Try it:
This exercise calls for the line with "box: [55, 100, 114, 150]", the line with "box: [0, 142, 450, 269]", and all lines between them in the material below, output exactly and with no other lines.

** Opening Material provided block **

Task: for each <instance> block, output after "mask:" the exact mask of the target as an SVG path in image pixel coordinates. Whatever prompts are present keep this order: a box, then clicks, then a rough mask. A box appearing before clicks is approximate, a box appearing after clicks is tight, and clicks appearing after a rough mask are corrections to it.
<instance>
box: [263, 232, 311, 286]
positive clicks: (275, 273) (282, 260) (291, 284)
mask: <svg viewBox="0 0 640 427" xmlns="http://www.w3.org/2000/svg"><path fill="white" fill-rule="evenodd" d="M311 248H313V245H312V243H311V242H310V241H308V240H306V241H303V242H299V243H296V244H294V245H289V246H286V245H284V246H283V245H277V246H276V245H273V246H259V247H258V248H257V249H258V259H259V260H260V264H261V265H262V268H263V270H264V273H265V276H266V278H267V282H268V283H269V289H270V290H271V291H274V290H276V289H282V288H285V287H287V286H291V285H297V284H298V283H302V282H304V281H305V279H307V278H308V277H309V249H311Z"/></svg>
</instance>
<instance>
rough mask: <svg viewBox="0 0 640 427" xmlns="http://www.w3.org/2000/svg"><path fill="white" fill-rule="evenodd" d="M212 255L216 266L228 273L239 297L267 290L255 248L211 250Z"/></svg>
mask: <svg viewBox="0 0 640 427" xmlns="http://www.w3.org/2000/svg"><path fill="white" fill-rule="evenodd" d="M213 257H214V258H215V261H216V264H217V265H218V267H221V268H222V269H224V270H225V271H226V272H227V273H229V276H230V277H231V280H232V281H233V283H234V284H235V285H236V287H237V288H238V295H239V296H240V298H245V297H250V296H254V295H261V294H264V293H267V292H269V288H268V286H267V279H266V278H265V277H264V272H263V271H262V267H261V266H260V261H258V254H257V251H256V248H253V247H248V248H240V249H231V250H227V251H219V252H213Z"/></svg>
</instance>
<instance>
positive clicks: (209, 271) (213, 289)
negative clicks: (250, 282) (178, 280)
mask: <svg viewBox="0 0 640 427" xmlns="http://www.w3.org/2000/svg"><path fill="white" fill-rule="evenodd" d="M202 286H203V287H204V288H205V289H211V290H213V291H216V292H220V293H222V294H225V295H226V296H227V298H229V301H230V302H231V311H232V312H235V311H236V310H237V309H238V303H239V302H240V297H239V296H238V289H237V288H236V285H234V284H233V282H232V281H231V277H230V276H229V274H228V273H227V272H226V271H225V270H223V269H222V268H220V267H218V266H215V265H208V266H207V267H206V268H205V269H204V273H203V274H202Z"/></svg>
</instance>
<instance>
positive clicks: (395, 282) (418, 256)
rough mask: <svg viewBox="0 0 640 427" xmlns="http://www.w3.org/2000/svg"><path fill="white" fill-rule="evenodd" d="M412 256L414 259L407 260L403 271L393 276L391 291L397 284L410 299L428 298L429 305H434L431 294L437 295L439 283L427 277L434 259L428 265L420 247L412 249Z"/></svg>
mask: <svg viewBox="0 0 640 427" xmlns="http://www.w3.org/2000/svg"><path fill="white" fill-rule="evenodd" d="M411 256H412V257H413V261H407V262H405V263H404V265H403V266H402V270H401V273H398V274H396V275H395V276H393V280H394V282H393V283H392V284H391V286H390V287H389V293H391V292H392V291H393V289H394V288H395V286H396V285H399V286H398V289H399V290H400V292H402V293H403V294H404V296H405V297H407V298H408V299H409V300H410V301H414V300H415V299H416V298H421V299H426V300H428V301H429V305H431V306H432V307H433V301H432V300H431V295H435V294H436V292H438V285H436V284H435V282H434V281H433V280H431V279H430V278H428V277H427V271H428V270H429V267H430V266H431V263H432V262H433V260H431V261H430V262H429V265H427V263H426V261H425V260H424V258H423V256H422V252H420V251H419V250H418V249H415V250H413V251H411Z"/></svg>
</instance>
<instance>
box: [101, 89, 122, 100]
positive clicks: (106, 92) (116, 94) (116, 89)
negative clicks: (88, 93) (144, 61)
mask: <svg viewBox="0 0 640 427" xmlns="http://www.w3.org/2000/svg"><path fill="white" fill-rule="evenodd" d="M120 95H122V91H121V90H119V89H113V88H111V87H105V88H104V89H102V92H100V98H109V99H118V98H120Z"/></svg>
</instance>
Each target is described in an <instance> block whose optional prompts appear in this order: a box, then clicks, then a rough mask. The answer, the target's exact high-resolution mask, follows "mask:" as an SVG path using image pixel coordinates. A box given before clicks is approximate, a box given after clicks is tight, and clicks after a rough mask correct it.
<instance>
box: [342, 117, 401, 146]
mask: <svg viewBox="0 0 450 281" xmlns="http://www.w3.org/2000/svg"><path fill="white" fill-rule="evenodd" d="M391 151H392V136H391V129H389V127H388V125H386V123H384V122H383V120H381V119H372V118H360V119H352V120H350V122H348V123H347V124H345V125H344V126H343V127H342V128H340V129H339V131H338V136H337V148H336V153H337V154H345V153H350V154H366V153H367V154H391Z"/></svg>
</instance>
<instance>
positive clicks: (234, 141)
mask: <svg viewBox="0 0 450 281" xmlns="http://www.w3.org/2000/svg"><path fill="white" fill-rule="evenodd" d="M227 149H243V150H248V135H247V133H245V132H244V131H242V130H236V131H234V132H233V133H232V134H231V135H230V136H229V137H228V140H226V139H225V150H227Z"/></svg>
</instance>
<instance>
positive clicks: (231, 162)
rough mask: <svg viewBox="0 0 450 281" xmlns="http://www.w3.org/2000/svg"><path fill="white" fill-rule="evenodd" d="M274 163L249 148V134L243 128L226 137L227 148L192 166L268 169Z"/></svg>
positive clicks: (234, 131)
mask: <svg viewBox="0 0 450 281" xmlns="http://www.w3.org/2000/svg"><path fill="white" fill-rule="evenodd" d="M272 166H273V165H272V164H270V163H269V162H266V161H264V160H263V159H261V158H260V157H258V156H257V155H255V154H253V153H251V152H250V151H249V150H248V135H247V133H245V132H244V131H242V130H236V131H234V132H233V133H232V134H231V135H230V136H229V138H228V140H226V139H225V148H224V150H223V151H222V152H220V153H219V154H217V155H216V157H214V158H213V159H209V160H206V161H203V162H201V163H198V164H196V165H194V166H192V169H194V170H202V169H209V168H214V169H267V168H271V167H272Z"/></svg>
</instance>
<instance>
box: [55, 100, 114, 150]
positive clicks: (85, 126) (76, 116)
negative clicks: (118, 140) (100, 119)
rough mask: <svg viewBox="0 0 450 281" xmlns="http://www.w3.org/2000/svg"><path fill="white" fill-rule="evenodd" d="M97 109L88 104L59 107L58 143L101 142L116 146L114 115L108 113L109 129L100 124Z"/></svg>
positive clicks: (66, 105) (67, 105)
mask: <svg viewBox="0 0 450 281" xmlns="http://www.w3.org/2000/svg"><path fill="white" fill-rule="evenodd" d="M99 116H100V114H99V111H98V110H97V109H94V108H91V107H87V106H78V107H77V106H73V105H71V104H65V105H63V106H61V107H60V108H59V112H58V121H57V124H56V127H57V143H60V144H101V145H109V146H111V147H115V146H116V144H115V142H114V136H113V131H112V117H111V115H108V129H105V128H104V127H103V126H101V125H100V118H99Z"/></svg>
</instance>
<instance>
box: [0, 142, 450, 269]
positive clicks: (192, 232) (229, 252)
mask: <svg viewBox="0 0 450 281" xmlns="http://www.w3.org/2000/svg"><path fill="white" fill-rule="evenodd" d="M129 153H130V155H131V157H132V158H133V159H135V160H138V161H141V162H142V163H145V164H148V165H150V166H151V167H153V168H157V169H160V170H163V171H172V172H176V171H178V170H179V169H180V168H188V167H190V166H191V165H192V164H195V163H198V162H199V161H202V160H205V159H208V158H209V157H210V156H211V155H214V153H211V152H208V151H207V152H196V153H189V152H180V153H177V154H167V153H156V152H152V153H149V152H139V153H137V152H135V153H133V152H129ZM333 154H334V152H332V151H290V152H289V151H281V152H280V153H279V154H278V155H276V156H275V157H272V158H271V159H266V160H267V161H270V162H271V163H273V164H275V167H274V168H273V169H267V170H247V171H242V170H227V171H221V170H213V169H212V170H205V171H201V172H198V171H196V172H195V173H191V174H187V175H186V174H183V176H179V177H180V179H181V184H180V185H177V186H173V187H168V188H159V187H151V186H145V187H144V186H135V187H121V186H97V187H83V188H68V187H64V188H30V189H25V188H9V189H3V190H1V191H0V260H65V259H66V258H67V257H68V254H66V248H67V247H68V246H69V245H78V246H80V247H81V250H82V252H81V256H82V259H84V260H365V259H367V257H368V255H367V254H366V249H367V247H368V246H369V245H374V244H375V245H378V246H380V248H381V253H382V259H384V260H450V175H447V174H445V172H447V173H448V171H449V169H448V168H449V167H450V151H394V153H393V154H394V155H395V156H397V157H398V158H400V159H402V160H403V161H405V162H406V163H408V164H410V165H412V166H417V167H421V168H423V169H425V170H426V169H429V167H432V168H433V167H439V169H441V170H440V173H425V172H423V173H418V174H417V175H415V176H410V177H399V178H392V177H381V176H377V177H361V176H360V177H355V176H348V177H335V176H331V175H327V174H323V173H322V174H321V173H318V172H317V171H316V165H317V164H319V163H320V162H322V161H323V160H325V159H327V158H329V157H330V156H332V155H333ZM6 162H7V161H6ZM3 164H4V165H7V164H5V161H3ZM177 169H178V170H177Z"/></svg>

** Closing Material provided block **

Output of the exercise:
box: [55, 100, 114, 150]
positive clicks: (85, 126) (76, 116)
negative clicks: (118, 140) (100, 119)
rough mask: <svg viewBox="0 0 450 281" xmlns="http://www.w3.org/2000/svg"><path fill="white" fill-rule="evenodd" d="M97 109L88 104L59 107L58 143L101 142L116 146L114 115L108 113L109 129L100 124Z"/></svg>
positive clicks: (66, 105) (67, 105)
mask: <svg viewBox="0 0 450 281" xmlns="http://www.w3.org/2000/svg"><path fill="white" fill-rule="evenodd" d="M99 116H100V114H99V111H98V110H97V109H94V108H91V107H87V106H78V107H77V106H73V105H71V104H65V105H63V106H61V107H60V108H59V112H58V121H57V124H56V127H57V143H60V144H101V145H109V146H111V147H115V146H116V144H115V142H114V136H113V131H112V117H111V115H108V129H105V128H104V127H103V126H101V125H100V118H99Z"/></svg>
</instance>
<instance>
box: [0, 142, 450, 269]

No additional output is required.